What is needed -
Exactly reproduce each line of the listing that follows.
>> Begin Provided data
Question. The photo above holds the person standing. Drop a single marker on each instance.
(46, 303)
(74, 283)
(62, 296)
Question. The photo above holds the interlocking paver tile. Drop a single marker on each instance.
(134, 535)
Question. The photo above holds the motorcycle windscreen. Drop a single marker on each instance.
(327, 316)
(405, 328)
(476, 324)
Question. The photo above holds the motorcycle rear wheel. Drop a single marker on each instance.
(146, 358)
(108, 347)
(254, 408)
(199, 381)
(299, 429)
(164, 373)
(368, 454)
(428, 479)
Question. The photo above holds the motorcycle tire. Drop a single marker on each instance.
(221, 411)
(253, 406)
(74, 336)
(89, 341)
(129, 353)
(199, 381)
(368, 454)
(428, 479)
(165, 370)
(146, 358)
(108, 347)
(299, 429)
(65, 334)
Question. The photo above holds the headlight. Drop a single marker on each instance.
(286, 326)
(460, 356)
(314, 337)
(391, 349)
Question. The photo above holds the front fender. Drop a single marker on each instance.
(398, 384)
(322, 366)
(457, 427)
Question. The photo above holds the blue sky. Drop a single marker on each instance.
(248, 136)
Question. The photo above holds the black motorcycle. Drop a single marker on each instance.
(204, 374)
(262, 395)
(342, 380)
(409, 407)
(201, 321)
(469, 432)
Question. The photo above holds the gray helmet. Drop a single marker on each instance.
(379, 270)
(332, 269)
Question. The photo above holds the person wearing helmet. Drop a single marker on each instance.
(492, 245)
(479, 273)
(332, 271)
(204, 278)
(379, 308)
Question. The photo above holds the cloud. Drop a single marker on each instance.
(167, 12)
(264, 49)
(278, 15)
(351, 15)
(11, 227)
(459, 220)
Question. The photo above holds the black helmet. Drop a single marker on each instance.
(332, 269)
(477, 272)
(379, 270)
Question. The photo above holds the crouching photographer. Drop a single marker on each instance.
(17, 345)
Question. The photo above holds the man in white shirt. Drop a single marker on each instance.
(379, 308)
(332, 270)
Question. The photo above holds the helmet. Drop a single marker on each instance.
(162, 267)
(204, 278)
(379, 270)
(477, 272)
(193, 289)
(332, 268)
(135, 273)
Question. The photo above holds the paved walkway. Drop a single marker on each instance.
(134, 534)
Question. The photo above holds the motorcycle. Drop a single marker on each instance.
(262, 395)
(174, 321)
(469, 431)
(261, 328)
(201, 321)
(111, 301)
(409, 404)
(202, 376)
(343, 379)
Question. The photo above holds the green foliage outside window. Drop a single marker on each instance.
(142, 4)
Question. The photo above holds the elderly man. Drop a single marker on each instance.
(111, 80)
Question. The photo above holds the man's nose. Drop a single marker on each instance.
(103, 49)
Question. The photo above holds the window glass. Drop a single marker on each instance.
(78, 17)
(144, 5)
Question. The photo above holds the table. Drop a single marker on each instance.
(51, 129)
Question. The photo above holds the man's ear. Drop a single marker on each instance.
>> End Provided data
Exercise output -
Question. The photo above holds the person standing. Drop a single marker on each instance.
(46, 303)
(74, 283)
(62, 296)
Question. The photo above holds the interlocking paver tile. Drop a single marker on each instance.
(134, 535)
Question. The photo above holds the motorcycle windscreen. Drop a single marker on each instance.
(327, 316)
(405, 328)
(476, 324)
Question. The photo above holds the motorcycle rear wheel. Drop a single marker on each instance.
(146, 358)
(108, 347)
(254, 408)
(199, 381)
(299, 429)
(164, 373)
(368, 454)
(428, 479)
Question. The photo above holds the motorcycle tire. Drop a single marker on each instance.
(221, 411)
(253, 406)
(74, 336)
(89, 341)
(129, 353)
(199, 381)
(368, 454)
(428, 479)
(165, 370)
(146, 358)
(108, 347)
(299, 429)
(65, 334)
Question. The photo above holds the headlight. Drop a single marker on each instance.
(286, 326)
(460, 356)
(314, 337)
(391, 349)
Question. The photo above holds the front fender. Drop a single marker on each instance.
(398, 384)
(322, 366)
(457, 427)
Question. The photo above holds the blue sky. Drop a single marker on each instance.
(248, 136)
Question. The photo above holds the black motorcycle. Drop a single marker on each instance.
(204, 374)
(262, 395)
(342, 380)
(409, 407)
(201, 321)
(469, 432)
Question. The photo above holds the gray helmet. Drop a single marker on each instance.
(379, 270)
(332, 269)
Question. The photo above holds the person wearing helmet. Drop a single marker on each instance.
(492, 245)
(479, 273)
(332, 271)
(204, 278)
(379, 308)
Question. The photo above holds the cloud. Drop a single marker on each instance.
(167, 12)
(264, 49)
(278, 15)
(351, 15)
(11, 227)
(459, 220)
Question. The photo above holds the black helmet. Drop a single marker on each instance.
(332, 269)
(477, 272)
(379, 270)
Question. The photo above holds the crouching photographer. Drop a single marker on each instance.
(17, 345)
Question. The photo above holds the man in white shirt. Drop a single marker on each instance.
(379, 308)
(332, 270)
Question. The photo above holds the helmet. Drop a single marker on each instance.
(162, 267)
(204, 278)
(379, 270)
(477, 272)
(193, 289)
(332, 268)
(135, 273)
Question. The photo above holds the paved walkway. Drop a single marker on each instance.
(134, 534)
Question. The photo above holds the motorcycle. Drop a single marker on each instance.
(262, 395)
(174, 321)
(469, 431)
(261, 328)
(201, 321)
(111, 301)
(409, 404)
(202, 376)
(343, 379)
Question. The photo above holds the green foliage outside window. Drop a single marker on each instance.
(142, 4)
Question. The photo above holds the elderly man. Drop a single marker on each instance.
(111, 80)
Question. The photo above holds the man's nose. Drop a single marker on each instance.
(103, 49)
Question. The photo above holds the window glass. Drop a single marker on each instance.
(78, 17)
(144, 5)
Question. The photo above holds the table. Drop a single marker on each instance.
(51, 129)
Question. The photo above holds the man's ear. Drop a single marker on each instance.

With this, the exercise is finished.